● **Assignment**
Copy out all the records, word for word.

━━ Data for this exercise ━━

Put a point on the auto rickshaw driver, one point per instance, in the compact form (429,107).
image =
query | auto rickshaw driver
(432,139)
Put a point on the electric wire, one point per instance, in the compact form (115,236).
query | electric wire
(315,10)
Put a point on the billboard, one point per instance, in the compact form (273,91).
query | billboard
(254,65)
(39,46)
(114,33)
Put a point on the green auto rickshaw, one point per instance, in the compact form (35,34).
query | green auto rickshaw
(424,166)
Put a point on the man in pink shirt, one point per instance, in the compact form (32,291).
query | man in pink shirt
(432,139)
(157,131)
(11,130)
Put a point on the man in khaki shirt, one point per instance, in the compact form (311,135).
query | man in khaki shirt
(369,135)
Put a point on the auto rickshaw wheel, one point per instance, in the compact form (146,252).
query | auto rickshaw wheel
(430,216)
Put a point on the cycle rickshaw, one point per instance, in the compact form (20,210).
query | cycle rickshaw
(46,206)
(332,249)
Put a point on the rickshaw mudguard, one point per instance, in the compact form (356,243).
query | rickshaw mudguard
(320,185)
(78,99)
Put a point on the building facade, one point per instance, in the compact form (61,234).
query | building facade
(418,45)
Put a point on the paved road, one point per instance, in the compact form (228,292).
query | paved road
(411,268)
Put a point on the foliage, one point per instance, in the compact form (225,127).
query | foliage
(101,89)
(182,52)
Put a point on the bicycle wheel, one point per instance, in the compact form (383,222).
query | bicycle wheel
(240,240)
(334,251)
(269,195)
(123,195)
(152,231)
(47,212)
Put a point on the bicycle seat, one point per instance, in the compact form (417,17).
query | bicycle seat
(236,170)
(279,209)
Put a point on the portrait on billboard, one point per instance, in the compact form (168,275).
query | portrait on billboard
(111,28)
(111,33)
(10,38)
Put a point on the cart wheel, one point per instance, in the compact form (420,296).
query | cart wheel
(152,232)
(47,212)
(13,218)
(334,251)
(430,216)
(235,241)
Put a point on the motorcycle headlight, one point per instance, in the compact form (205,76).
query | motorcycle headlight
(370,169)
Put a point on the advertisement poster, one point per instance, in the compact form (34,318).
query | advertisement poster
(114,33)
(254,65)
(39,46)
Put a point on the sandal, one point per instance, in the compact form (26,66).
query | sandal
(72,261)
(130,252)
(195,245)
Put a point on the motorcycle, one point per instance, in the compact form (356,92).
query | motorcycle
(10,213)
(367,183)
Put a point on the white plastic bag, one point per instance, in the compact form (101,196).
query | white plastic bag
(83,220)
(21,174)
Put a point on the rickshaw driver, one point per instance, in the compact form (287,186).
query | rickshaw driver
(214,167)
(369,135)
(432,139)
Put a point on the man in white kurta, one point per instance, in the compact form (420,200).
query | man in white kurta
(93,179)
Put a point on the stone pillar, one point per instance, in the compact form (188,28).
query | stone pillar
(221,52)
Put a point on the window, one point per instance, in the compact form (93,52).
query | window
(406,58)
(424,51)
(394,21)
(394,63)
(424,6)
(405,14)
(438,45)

━━━

● **Completed task**
Put a point on the auto rickshaw driver, one point per instance, in the compact form (429,107).
image =
query | auto rickshaw driver
(432,139)
Put a point on the electric wire, one point per instance, in the compact form (115,236).
query | electric wire
(315,10)
Put a point on the billboard, one point per instance, in the compact form (273,91).
query | billboard
(254,65)
(39,46)
(114,33)
Put a point on the green auto rickshaw, one point per instance, in the compact form (35,34).
query | green auto rickshaw
(424,166)
Put a point on the man in pink shirt, one point per instance, in the compact form (32,291).
query | man in pink shirt
(432,139)
(157,131)
(11,130)
Put a point on the man in khaki shirt, one point per instance, in the compact form (311,135).
query | man in khaki shirt
(369,135)
Put a point on the auto rickshaw wheel, one point per instance, in the compact form (146,252).
query | auto rickshaw wheel
(430,216)
Put a point on the cycle rickshaw, one point per instance, in the compact form (20,210).
query | cycle rickshaw
(46,206)
(332,249)
Put a point on the rickshaw mudguard, one point per instance, in the compact form (356,243).
query | rickshaw mudguard
(320,185)
(78,99)
Put a point on the building facade, one point per instance, in the compact form (61,234).
query | building facade
(418,45)
Put a point on the paved road, one point per instance, in the compact form (228,292).
query | paved road
(411,268)
Put a point on the foliage, one point per instance, in the compact form (225,127).
query | foliage
(101,89)
(182,52)
Put a point on the bicycle wheel, one point per instance, in the compact form (383,222).
query | bicycle wheel
(240,240)
(334,251)
(269,195)
(123,195)
(152,231)
(47,212)
Put a point on the bicycle seat, one point per instance, in the compact form (417,17).
query | bicycle seat
(236,170)
(279,209)
Put a point on the portrait on billboard, one point per instance, in the compact form (168,275).
query | portrait on billboard
(111,28)
(111,33)
(10,38)
Put a point on the cart wheel, one point per instance, in the compact form (420,296).
query | cart wheel
(152,232)
(47,212)
(13,218)
(334,251)
(430,216)
(235,241)
Put a point on the motorcycle headlight, one point per instance, in the compact form (205,76).
query | motorcycle headlight
(370,169)
Put a point on the advertisement poster, one point per instance, in the compact form (34,318).
query | advertisement poster
(114,33)
(254,65)
(39,46)
Put a point on the sandal, one point per instance, in the compact form (26,66).
query | sandal
(72,261)
(130,252)
(195,245)
Put a point on the motorcycle, one point per instance, in the compact form (356,92).
query | motorcycle
(10,213)
(367,183)
Put a point on the white plastic bag, one point per instance, in the compact form (101,196).
query | white plastic bag
(83,220)
(21,174)
Put a point on the rickshaw driver, one point per instance, in the compact form (287,186).
query | rickshaw driver
(214,167)
(369,135)
(432,139)
Put a point on the man in white kurta, one point per instance, in the compact form (420,200).
query | man in white kurta
(93,179)
Put a point on the stone pillar, one point per instance, in the compact form (188,28).
query | stone pillar
(221,52)
Put a point on the window, one point per instance, in the compact form (93,52).
query | window
(406,58)
(424,51)
(394,21)
(394,63)
(424,6)
(405,14)
(438,45)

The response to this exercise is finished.